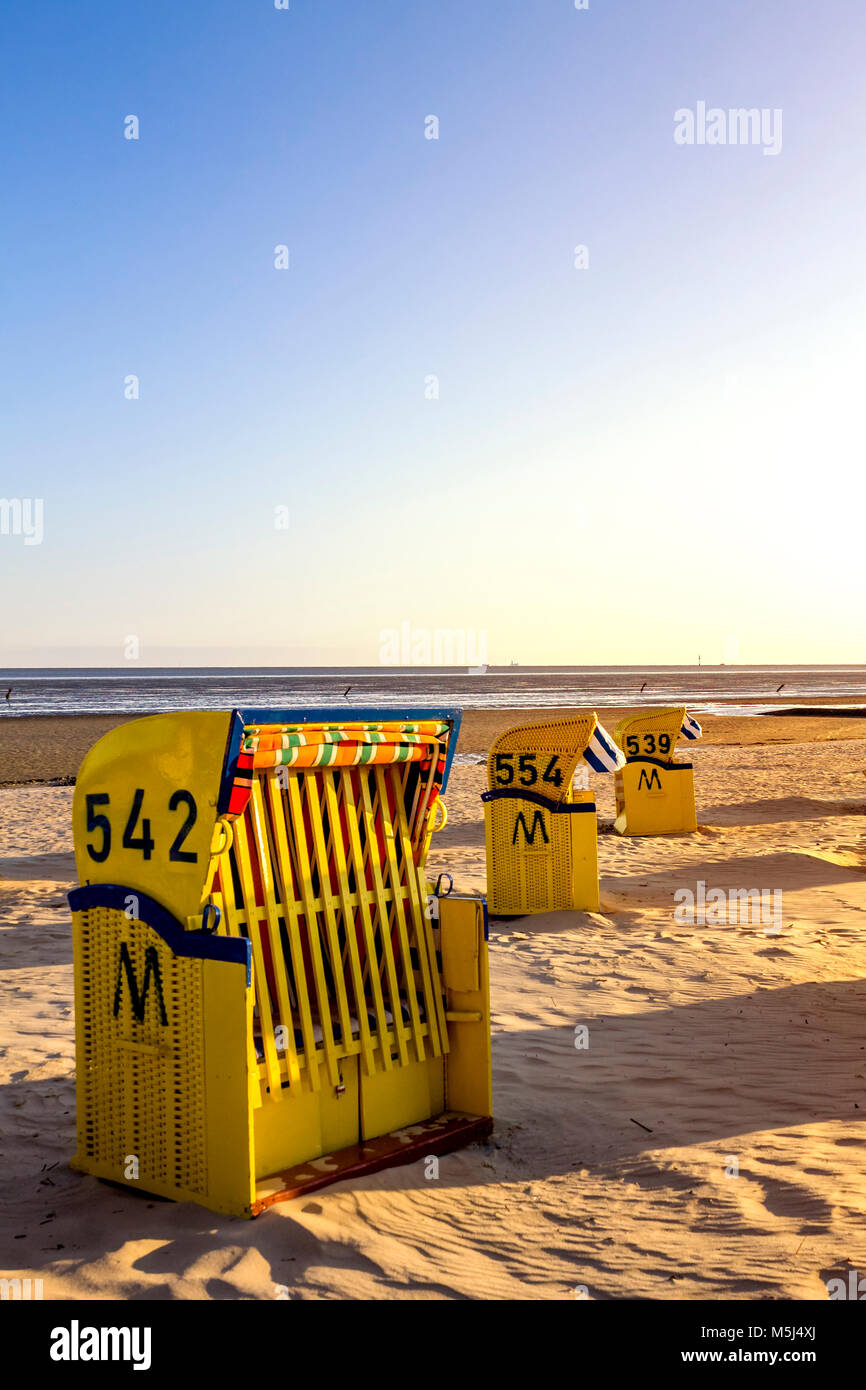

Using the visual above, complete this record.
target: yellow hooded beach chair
[481,713,624,916]
[613,705,701,835]
[70,710,492,1216]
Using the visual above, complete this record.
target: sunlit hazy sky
[0,0,866,666]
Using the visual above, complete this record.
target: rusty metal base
[250,1111,493,1216]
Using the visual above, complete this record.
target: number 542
[85,787,199,865]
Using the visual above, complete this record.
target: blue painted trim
[481,787,595,816]
[68,883,252,988]
[217,709,243,816]
[626,753,695,773]
[233,703,463,791]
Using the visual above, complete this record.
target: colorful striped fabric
[584,724,626,773]
[227,720,450,824]
[242,720,448,767]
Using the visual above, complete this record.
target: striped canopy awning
[240,720,449,767]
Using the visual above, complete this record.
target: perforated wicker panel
[75,908,207,1193]
[613,705,687,758]
[485,798,595,913]
[487,713,598,801]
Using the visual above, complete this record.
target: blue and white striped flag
[584,724,626,773]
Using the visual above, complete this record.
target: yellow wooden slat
[250,777,300,1084]
[210,872,261,1109]
[286,771,339,1086]
[360,773,410,1066]
[234,816,282,1101]
[375,767,427,1062]
[393,778,445,1056]
[303,771,360,1043]
[265,774,321,1091]
[339,767,393,1070]
[322,770,375,1076]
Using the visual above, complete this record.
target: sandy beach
[0,710,866,1300]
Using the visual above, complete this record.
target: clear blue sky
[0,0,866,664]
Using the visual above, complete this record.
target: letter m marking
[114,941,168,1027]
[512,810,550,845]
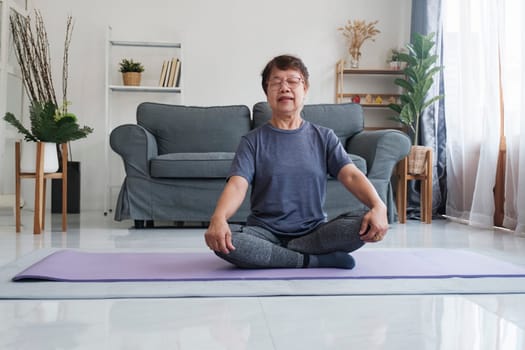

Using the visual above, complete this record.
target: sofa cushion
[252,102,364,146]
[137,102,251,154]
[349,154,367,175]
[150,152,235,178]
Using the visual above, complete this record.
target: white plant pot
[20,142,58,173]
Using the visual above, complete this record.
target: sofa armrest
[109,124,158,177]
[346,129,411,179]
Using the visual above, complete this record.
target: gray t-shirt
[229,121,352,235]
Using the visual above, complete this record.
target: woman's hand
[359,203,388,243]
[204,217,235,254]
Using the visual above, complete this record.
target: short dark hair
[261,55,309,94]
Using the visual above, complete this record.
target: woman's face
[266,68,308,116]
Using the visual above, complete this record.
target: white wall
[20,0,411,211]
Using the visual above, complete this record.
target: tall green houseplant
[388,33,443,145]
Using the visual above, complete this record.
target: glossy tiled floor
[0,211,525,350]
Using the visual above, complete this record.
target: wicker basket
[408,146,432,175]
[122,72,141,86]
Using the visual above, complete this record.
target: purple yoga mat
[13,249,525,282]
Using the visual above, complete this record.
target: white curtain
[500,0,525,234]
[443,0,525,232]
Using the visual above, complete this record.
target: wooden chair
[396,147,432,224]
[15,141,68,235]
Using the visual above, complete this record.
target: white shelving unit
[104,27,184,215]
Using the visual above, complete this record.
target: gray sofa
[110,102,410,227]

- **WHAT YOU ARE ASKED TO DO**: Pick out every line in the material above that contains the word "wicker", and copy each of those lines.

- **FINAL RESULT**:
target: perforated wicker panel
target: wicker basket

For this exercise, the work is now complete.